Data:
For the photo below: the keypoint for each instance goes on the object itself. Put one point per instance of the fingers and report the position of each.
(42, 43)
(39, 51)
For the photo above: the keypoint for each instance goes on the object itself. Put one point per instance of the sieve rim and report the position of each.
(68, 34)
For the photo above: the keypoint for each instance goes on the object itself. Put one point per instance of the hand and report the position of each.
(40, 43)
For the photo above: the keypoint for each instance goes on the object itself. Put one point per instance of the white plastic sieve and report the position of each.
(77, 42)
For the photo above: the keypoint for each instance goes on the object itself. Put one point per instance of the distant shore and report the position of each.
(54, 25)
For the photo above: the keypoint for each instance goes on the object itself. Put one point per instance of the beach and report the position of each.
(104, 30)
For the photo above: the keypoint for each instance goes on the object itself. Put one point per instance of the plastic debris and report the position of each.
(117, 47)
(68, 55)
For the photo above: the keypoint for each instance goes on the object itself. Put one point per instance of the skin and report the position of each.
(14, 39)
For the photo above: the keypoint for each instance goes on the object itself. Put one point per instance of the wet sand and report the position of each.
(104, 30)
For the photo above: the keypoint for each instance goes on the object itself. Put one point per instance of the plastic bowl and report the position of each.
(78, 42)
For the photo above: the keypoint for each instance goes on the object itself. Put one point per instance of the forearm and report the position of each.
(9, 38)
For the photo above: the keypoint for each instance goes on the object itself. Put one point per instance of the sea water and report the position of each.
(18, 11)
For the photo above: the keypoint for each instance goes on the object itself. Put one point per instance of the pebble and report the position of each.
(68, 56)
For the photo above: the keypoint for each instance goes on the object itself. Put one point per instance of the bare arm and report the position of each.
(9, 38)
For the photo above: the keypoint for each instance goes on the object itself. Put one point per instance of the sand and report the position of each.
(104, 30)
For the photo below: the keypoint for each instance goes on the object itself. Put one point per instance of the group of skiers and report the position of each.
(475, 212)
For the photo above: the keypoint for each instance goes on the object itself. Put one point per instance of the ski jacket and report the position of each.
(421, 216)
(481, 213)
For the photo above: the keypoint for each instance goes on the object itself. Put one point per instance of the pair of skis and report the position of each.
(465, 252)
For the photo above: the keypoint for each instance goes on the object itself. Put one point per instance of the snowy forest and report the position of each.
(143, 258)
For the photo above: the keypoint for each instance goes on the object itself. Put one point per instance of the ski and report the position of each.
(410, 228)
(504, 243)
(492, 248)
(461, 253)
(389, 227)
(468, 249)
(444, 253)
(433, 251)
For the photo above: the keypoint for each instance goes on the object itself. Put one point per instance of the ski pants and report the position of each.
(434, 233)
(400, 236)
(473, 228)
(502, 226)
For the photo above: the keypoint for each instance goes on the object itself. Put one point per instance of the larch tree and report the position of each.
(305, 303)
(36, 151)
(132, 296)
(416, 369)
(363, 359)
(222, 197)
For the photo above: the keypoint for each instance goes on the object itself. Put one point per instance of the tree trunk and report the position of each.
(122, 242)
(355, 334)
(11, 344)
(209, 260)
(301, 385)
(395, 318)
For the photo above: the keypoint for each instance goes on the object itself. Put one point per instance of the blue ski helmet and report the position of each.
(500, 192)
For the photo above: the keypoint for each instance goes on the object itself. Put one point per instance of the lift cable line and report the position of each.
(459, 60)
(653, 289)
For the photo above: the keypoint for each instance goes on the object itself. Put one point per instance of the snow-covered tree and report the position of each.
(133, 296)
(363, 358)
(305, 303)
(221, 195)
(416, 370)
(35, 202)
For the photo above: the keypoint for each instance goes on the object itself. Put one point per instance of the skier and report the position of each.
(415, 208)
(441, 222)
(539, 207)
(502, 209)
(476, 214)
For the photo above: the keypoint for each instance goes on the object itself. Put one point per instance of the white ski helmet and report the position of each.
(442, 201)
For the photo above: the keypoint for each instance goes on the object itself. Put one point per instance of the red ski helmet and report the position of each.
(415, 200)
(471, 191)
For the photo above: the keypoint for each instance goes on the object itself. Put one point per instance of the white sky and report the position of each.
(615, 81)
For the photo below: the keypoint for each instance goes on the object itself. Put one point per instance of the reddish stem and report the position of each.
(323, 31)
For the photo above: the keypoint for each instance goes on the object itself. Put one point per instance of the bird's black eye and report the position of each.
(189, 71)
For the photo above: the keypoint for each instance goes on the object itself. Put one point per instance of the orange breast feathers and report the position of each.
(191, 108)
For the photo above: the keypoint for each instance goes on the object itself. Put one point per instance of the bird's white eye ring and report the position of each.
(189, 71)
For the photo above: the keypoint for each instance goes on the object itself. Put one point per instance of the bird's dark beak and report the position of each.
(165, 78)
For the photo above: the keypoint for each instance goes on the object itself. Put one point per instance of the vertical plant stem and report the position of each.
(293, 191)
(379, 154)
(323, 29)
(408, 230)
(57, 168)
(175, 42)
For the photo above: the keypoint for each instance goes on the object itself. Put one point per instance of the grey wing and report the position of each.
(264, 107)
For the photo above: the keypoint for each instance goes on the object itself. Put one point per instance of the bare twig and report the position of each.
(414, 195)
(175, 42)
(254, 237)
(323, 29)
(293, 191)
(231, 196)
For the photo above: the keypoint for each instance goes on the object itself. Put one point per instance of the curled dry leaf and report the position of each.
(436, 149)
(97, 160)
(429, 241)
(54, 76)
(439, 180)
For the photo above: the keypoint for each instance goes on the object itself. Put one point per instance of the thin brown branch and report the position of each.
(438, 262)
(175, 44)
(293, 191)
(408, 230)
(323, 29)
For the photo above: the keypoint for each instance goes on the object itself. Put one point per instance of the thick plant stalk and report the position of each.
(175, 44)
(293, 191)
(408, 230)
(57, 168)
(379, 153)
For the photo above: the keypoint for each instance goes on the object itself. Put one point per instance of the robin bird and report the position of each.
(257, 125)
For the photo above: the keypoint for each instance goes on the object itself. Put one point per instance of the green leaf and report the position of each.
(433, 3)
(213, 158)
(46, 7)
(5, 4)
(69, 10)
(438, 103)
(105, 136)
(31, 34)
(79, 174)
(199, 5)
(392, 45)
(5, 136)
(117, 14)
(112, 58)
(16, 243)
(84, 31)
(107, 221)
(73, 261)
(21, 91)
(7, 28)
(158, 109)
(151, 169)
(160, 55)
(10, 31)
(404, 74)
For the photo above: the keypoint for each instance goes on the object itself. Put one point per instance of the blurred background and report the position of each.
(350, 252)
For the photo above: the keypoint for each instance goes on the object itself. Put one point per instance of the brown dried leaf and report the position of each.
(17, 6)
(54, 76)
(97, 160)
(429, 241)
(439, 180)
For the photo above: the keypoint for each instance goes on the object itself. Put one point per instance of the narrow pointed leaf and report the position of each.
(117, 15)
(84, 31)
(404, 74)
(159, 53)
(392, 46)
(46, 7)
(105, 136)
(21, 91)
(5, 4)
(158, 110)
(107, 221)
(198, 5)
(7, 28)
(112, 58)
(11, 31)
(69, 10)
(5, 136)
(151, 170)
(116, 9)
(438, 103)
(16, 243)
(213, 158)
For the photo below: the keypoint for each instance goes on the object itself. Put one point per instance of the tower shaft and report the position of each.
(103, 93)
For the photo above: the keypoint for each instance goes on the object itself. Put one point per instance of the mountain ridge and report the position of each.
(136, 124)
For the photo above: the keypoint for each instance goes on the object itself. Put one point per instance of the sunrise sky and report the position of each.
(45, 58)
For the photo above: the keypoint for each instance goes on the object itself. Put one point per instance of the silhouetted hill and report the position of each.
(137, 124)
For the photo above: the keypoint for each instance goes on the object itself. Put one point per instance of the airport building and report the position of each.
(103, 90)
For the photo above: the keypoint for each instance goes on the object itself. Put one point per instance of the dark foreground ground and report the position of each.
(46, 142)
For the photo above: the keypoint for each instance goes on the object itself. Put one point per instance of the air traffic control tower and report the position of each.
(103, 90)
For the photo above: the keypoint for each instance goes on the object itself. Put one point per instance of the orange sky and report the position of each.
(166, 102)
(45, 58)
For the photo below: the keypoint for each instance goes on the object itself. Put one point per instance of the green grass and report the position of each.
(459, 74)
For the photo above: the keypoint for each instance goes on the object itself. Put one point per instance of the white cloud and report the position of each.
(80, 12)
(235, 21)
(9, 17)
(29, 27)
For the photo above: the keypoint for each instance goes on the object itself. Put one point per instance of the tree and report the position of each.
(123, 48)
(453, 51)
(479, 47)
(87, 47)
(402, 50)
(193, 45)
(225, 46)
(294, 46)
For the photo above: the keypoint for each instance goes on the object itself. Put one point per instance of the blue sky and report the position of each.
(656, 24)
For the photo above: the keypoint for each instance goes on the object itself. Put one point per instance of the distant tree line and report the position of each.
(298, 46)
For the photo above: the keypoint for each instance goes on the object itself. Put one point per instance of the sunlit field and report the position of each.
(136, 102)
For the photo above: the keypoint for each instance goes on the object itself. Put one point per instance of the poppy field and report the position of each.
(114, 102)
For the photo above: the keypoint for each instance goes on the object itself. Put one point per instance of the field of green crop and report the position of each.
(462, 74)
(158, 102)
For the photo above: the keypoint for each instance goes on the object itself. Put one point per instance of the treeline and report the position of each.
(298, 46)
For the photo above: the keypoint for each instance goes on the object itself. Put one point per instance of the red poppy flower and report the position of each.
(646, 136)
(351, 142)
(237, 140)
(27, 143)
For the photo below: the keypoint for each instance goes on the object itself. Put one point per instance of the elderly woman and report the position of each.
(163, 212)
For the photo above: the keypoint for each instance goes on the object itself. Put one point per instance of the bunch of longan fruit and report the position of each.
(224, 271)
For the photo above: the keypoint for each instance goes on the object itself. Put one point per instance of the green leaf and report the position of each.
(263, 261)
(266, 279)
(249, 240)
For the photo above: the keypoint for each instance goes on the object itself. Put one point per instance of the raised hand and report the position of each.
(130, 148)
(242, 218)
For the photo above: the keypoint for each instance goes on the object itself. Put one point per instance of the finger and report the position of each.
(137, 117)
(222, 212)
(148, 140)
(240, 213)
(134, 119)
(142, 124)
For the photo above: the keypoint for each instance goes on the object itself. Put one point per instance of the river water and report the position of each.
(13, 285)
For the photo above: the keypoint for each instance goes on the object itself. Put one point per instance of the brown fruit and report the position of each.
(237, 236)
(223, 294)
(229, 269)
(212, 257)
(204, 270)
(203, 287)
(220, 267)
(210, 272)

Written instruction: Take every line from the one containing "raised hand and report the position of each." to the end of the listing and output it exactly, with nothing else.

Response to the task:
For the photo above: the keypoint for each instance goes on the object itself. Put one point per instance of the raised hand and report the position of each.
(130, 148)
(242, 218)
For the photo above: the keypoint for each instance goes on the object itself. Put one point per instance of the finger and report the position of each.
(137, 117)
(222, 212)
(148, 140)
(240, 213)
(134, 119)
(142, 124)
For the photo above: the keypoint for each instance goes on the object itself. Put one point per instance of the river water and report the position of each.
(13, 285)
For the photo above: the keypoint for each instance goes on the object itself. Put one point per instance of the brown fruit and report the position of each.
(237, 236)
(223, 294)
(229, 269)
(212, 257)
(204, 270)
(203, 287)
(220, 267)
(210, 272)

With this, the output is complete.